:: DATA SUPPLIED ::
=====
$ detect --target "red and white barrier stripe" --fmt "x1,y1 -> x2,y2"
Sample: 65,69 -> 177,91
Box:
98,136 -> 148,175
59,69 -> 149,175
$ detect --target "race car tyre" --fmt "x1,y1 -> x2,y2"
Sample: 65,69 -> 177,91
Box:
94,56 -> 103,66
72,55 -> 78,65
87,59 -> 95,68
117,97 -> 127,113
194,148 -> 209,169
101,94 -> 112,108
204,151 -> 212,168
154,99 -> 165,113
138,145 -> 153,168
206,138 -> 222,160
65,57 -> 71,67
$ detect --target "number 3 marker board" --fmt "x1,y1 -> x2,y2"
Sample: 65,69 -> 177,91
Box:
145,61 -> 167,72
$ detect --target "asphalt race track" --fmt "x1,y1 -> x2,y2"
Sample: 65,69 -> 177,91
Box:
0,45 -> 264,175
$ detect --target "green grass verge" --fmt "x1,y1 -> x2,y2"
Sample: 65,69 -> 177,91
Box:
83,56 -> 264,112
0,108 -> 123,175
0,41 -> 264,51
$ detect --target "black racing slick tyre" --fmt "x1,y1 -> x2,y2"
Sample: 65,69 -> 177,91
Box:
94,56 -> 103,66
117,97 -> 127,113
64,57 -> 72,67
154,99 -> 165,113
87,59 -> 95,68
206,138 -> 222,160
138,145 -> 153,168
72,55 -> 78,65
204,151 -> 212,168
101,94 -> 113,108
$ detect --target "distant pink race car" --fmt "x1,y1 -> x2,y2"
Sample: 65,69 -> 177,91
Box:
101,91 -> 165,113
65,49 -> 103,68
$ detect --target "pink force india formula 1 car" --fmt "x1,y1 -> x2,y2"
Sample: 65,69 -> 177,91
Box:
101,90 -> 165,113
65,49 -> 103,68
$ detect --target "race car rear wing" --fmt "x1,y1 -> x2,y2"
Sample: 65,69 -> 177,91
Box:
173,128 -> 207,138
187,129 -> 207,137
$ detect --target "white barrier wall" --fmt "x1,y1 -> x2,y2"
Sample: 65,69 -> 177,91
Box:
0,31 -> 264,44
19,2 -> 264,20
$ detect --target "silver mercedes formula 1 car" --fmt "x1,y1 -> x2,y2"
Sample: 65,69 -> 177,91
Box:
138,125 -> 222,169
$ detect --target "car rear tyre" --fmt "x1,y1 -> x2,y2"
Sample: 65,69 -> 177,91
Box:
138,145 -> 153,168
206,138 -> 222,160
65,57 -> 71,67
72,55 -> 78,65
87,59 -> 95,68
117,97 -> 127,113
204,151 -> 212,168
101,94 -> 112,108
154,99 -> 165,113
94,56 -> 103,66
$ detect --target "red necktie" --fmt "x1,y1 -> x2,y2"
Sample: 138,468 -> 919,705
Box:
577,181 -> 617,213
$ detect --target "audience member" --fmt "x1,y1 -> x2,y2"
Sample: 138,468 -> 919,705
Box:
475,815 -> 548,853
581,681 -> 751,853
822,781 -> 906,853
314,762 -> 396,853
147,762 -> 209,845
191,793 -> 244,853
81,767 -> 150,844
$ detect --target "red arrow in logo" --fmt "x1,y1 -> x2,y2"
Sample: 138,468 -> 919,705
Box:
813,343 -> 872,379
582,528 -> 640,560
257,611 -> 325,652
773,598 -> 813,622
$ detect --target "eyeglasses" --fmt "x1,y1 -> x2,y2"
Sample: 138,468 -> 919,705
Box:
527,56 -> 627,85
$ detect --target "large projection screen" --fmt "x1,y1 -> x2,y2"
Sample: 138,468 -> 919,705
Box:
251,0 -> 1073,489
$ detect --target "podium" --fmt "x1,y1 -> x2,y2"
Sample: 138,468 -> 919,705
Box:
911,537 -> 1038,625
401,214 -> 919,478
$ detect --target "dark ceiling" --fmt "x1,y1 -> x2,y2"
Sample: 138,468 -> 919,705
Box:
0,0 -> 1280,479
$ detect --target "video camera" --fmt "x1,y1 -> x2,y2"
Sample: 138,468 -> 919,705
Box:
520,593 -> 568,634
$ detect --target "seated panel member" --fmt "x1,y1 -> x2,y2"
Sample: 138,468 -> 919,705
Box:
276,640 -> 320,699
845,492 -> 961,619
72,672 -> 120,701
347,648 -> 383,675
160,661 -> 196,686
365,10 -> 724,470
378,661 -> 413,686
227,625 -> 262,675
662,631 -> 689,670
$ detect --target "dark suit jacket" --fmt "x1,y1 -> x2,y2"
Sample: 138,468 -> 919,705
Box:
=====
:: EXERCISE BRIEF ::
Please copy every line of the data above, changing nothing.

:: EXERCISE OUTPUT ::
$ detect --target "red and white barrier stripe" --fmt "x1,y1 -> x2,y2"
Sample: 65,69 -> 177,91
Box:
98,136 -> 148,175
59,69 -> 149,175
$ detect --target "race car tyre" --fmt "x1,y1 -> x2,y2"
Sample: 65,69 -> 177,91
Box:
94,56 -> 103,66
72,55 -> 78,65
87,59 -> 95,68
117,97 -> 127,113
194,148 -> 209,169
101,94 -> 112,108
204,151 -> 212,168
154,99 -> 165,113
138,145 -> 153,168
206,138 -> 222,160
65,57 -> 71,67
$ detect --target "number 3 marker board" --fmt "x1,y1 -> x2,y2"
Sample: 65,69 -> 177,91
Box:
145,61 -> 167,72
$ detect --target "asphalt race track" --fmt "x1,y1 -> x2,y2"
Sample: 65,69 -> 177,91
Box:
0,45 -> 264,175
$ detect --target "green grass verge" --fmt "x1,y1 -> x2,y2"
Sample: 65,69 -> 177,91
Box:
83,56 -> 264,112
0,108 -> 123,175
0,41 -> 264,51
$ detect --target "black racing slick tyre" --fmt "x1,y1 -> x2,y2"
Sample: 65,69 -> 177,91
Box:
94,56 -> 103,66
117,97 -> 127,113
64,57 -> 72,67
154,99 -> 165,113
87,59 -> 95,68
206,138 -> 222,160
138,145 -> 153,168
72,55 -> 78,65
204,151 -> 212,168
101,94 -> 113,108
$ detect --target "distant pink race car" --fmt "x1,y1 -> x2,y2"
Sample: 65,69 -> 177,91
Box:
101,91 -> 165,113
65,49 -> 103,68
$ detect --target "pink force india formula 1 car" --fmt "x1,y1 -> x2,y2"
Sample: 65,69 -> 177,91
Box:
101,90 -> 165,113
65,49 -> 103,68
$ detect --target "race car rear wing" --fmt "x1,y1 -> x2,y2"
Sample: 65,69 -> 177,91
Box:
173,128 -> 207,138
187,129 -> 207,137
$ detect --target "white barrier wall" --fmt "x1,y1 -> x2,y2"
Sample: 65,69 -> 177,91
Box:
0,31 -> 264,44
19,2 -> 264,20
$ detect --target "silver mercedes formula 1 car" --fmt "x1,y1 -> x2,y2"
Sample: 65,69 -> 177,91
Box:
138,125 -> 222,169
$ detect --target "car rear tyre" --fmt "x1,y1 -> x2,y2"
Sample: 65,69 -> 177,91
Box:
138,145 -> 153,168
206,138 -> 222,160
65,57 -> 71,67
72,55 -> 78,65
87,59 -> 95,68
117,97 -> 127,113
204,151 -> 212,168
101,94 -> 112,108
154,99 -> 165,113
94,56 -> 103,66
$ detect --target "red necktie" --fmt "x1,y1 -> x2,y2"
Sample: 138,468 -> 919,705
Box:
577,181 -> 617,213
$ detect --target "audience member" --fmt "x1,y1 -> x2,y2"
Sample: 138,468 -> 919,705
Box:
475,815 -> 548,853
581,681 -> 751,853
822,781 -> 906,853
314,762 -> 396,853
147,762 -> 209,845
191,793 -> 244,853
81,767 -> 150,844
$ detect --target "red arrow in logo" --fmt "x1,y1 -> x2,y2"
Sample: 138,468 -> 919,705
Box:
813,343 -> 872,379
582,528 -> 640,560
257,611 -> 325,652
773,598 -> 813,622
$ detect --target "eyeglasses" --fmt "x1,y1 -> x2,y2"
Sample: 138,468 -> 919,705
Box:
527,56 -> 627,85
$ detect --target "large projection screen" --fmt "x1,y1 -> x2,y2"
Sample: 138,468 -> 919,705
Box:
251,0 -> 1073,489
$ detect --target "podium" --fmt "x1,y1 -> x2,y2"
Sample: 138,468 -> 919,705
Box:
911,537 -> 1038,625
401,214 -> 919,478
$ detect --target "dark ceiling" --fmt "x1,y1 -> x2,y2"
Sample: 138,468 -> 919,705
Box:
0,0 -> 1280,479
$ detect --target "video camera" --fmt "x1,y1 -> x2,y2"
Sample: 138,468 -> 919,705
Box:
520,593 -> 568,634
$ detect --target "seated panel member" --fmt "x1,y1 -> x2,y2"
Sample: 138,468 -> 919,705
Box:
276,640 -> 320,699
845,492 -> 961,619
72,672 -> 120,701
347,648 -> 383,675
160,661 -> 196,686
365,10 -> 724,470
378,661 -> 413,686
227,625 -> 262,675
662,631 -> 689,670
$ detect --target "dark suit jacket" --fmt "x1,y1 -> x2,y2"
Sample: 138,468 -> 919,705
Box:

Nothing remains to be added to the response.